Entries from a point annotation set:
------------------------

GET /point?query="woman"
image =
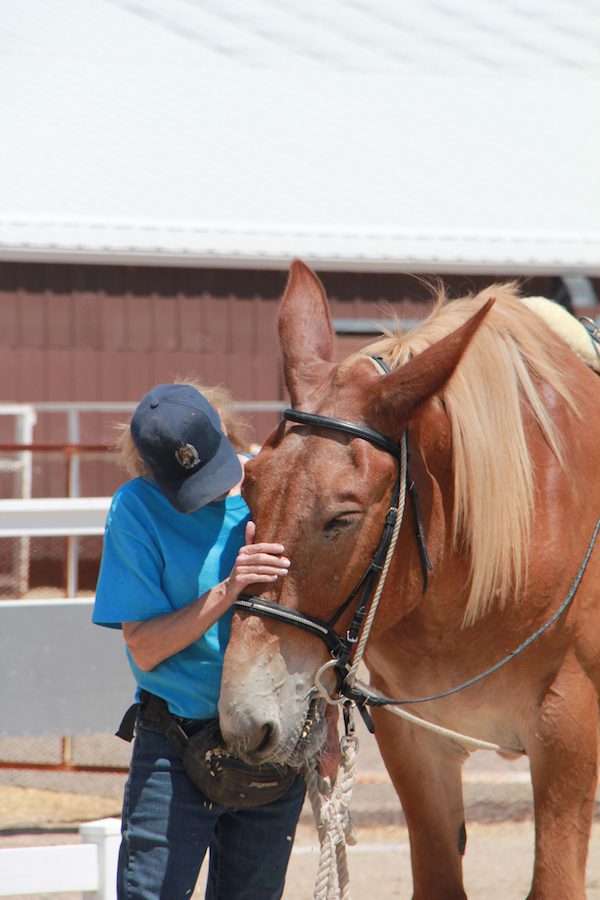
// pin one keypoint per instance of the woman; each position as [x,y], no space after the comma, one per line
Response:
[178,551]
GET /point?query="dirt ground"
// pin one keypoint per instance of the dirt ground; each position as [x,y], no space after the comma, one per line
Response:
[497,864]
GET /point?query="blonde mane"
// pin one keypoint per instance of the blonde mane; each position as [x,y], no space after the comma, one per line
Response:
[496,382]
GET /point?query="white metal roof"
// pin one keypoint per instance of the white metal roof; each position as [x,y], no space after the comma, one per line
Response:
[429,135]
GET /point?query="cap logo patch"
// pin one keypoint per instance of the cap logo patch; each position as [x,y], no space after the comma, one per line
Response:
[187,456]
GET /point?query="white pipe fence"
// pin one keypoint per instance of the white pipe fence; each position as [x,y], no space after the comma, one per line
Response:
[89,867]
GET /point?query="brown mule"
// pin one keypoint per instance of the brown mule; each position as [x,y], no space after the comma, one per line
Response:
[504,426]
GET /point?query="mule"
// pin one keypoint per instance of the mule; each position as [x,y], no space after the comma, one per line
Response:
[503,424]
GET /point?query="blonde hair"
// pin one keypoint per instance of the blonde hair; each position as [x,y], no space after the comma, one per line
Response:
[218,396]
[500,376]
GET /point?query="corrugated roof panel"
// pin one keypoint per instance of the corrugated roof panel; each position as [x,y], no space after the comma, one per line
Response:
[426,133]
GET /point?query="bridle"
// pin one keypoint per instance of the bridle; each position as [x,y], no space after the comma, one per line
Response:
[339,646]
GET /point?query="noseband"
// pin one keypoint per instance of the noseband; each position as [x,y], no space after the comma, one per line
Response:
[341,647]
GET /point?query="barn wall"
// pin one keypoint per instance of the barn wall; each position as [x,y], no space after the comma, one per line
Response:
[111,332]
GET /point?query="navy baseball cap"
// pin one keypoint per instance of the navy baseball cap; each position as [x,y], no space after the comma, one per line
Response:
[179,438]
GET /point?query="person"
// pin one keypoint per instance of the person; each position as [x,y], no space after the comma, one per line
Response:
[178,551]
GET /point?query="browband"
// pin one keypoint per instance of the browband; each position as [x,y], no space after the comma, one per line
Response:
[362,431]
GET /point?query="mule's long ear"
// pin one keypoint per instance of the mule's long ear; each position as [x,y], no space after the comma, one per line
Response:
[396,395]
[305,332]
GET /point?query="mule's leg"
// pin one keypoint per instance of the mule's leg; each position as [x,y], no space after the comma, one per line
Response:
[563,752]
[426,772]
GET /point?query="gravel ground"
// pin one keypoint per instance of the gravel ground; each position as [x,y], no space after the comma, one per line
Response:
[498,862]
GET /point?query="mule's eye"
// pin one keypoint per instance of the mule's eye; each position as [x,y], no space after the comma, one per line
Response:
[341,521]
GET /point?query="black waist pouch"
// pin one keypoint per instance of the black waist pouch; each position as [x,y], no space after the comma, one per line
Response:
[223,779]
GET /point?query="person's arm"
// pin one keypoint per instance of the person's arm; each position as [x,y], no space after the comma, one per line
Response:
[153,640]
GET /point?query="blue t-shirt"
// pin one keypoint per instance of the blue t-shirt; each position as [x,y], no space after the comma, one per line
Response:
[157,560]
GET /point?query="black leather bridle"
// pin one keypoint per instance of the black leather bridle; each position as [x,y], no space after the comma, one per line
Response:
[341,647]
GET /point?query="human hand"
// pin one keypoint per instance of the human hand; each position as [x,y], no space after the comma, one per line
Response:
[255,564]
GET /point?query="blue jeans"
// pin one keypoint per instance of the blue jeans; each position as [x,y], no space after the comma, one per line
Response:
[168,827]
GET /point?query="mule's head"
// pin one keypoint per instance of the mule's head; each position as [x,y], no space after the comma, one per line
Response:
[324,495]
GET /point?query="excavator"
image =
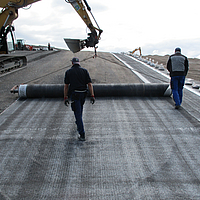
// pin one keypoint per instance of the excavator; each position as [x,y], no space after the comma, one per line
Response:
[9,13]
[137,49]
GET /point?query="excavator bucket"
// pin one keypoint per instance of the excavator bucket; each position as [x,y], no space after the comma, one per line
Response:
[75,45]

------------------------

Write out the whole listing exactly, and drop the pictures.

GET /point?query="woman"
image =
// pin one keypoint per instance of the woman; each position as [x,y], no space after the comma, one per line
Response:
[178,551]
GET /point?query="dirt ground"
// pin one keypoint per instance of the dirt ground; each position as [x,y], no space after the comma, one per line
Response:
[497,864]
GET /point?query="blonde mane"
// pin one keypoint per instance of the blonde mane; each position as [x,y], no space after the comma, one per line
Response:
[496,382]
GET /point?query="white metal roof"
// pin one keypoint per instance of the white metal roof; each position as [x,y], no space after the comma, one per line
Response:
[429,135]
GET /point?query="cap logo patch"
// pin one keypoint per instance of the cap logo patch; each position as [x,y], no space after the comma, one per line
Response:
[187,456]
GET /point?query="white pipe fence"
// pin one keypoint per instance of the white pipe fence; each position as [x,y], no space after the comma, one per line
Response:
[89,867]
GET /point?query="brown mule"
// pin one keypoint per instance of the brown mule; each position as [x,y], no space after the comma, one per line
Response:
[504,426]
GET /point?query="mule"
// pin one keypoint per instance of the mule; each position as [x,y], no space after the comma, one per line
Response:
[503,424]
GET /point?query="blonde hair"
// pin one keypoint per instance of the blonde hair; each position as [x,y], no space after the comma, one per line
Response:
[218,396]
[500,376]
GET /point?query="corrugated roof panel"
// pin one keypoint per instance of the corrugated roof panel; each position as [x,y], no space after the comma, one per line
Response:
[426,133]
GET /point?query="bridle"
// pin one keypoint per instance of the bridle; each position as [x,y], no space after the comma, one per line
Response:
[339,646]
GET /point?query="noseband"
// pin one keypoint per instance of the noseband; each position as [x,y], no space after the comma, one per line
Response:
[341,647]
GET /point?query="barn wall"
// pin one keypoint per instance of the barn wall; each position as [x,y], no space after the comma, one per line
Response:
[111,332]
GET /point?query="navy baseball cap"
// pin one keypoint per instance of the navy baseball cap; each position as [x,y], no space after the comma, one per line
Response:
[179,438]
GET /point?query="person"
// pin one keypoint per instance of the person; each position as [x,y], no space after the comma, one per line
Response:
[178,551]
GET /point?query="browband"
// pin one keypoint per instance of the browband; each position as [x,y], no space after the comma, one per line
Response:
[362,431]
GET /point?query="mule's long ear"
// pin one keypoint per instance of the mule's long ear; each position as [x,y], no space after the comma, one per line
Response:
[396,395]
[305,332]
GET /point?query="mule's leg"
// pin one keypoint per instance of the mule's leg; each position as [x,y], no space after the comma, one per line
Response:
[563,752]
[426,772]
GET /point?query="gravel ground"
// pin one keypoint per instance of the gravel ground; each position as [x,y], no space after the comma, one per line
Response:
[498,862]
GET /point?query="mule's eye"
// pin one keypoint per instance of the mule's eye; each position as [x,y], no space after the comma, one per line
Response:
[341,521]
GET /point?query="black waist pouch"
// pin one keypoint per instance of the black waist pouch; each position as [x,y], no space after the comma, one per line
Response:
[223,779]
GET /point?query="person's arm"
// pin one keypoint per instance of the person's arm; each position as [x,y], no space after the comma, one per line
Response:
[153,640]
GET /point?query="blue t-shirt"
// pin one keypoint per instance of the blue t-shirt; each position as [x,y], no space after the comma, one per line
Response:
[157,560]
GET /point?query="black leather bridle"
// pin one keypoint per instance of the black leather bridle; each position as [x,y], no space after the comma, one per line
Response:
[341,647]
GET /point?query="human hand"
// pin one keypoint per instance of the human hand; each position as [x,y], no space after the comma, one per line
Response:
[255,564]
GET /point?query="blue jeans"
// pin one keypoint per instance of the blue jeans; each position as [x,y], no space after the comma, one per line
Response:
[168,827]
GET /point?query="mule's head"
// pin one keypoint per instance of the mule's head; each position as [x,y], no space after the comma, one per line
Response:
[324,495]
GET /point?query="excavator"
image =
// pin one keypoint per instance of the excavator; each position as [x,y], no space after the comma, one per line
Response:
[9,13]
[137,49]
GET /point?query="excavator bucket"
// pin one keypoint per instance of the excavator bucket; each position as [x,y], no space after the comma, one per line
Response:
[75,45]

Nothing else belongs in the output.